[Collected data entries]
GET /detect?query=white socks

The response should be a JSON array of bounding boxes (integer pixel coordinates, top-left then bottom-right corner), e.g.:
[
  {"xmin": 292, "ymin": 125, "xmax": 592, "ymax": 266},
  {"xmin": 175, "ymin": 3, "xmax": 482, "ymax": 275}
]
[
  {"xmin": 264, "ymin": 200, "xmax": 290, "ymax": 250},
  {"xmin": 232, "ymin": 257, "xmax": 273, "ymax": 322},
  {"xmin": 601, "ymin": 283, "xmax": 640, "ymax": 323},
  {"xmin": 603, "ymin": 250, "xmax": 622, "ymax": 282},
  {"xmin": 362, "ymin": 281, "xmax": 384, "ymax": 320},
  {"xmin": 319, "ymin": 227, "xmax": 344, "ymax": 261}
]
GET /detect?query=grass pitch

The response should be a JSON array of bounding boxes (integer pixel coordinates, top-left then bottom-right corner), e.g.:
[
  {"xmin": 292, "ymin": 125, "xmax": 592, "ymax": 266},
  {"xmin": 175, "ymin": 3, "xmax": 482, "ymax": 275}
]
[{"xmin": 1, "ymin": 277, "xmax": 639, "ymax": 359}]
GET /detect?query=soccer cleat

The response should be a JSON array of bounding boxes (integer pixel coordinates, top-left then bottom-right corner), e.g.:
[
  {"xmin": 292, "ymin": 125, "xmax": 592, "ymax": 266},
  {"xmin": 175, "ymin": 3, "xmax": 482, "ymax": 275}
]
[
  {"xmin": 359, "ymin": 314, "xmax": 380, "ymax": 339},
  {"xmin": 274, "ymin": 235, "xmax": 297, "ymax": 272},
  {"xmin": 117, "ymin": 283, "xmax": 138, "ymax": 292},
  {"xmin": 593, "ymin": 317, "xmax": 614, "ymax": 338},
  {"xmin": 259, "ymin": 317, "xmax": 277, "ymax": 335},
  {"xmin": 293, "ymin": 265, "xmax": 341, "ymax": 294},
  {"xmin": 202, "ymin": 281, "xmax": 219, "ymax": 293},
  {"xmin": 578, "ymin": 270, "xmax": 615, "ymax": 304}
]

** REQUIRED WORK **
Transcribe only the trailing portion of the entries above: the line that contains "GET /detect?query=soccer cleat" and each line after it.

** SOLUTION TO THE PROBLEM **
GET /detect?query=soccer cleat

The response should be a JSON array of bounding boxes (integer pixel coordinates, top-left then bottom-right corner), e.g.:
[
  {"xmin": 292, "ymin": 125, "xmax": 592, "ymax": 266},
  {"xmin": 175, "ymin": 3, "xmax": 482, "ymax": 275}
]
[
  {"xmin": 359, "ymin": 314, "xmax": 380, "ymax": 339},
  {"xmin": 274, "ymin": 235, "xmax": 297, "ymax": 272},
  {"xmin": 117, "ymin": 283, "xmax": 138, "ymax": 292},
  {"xmin": 593, "ymin": 317, "xmax": 614, "ymax": 338},
  {"xmin": 259, "ymin": 317, "xmax": 277, "ymax": 335},
  {"xmin": 293, "ymin": 265, "xmax": 341, "ymax": 294},
  {"xmin": 202, "ymin": 281, "xmax": 219, "ymax": 293},
  {"xmin": 578, "ymin": 270, "xmax": 615, "ymax": 304}
]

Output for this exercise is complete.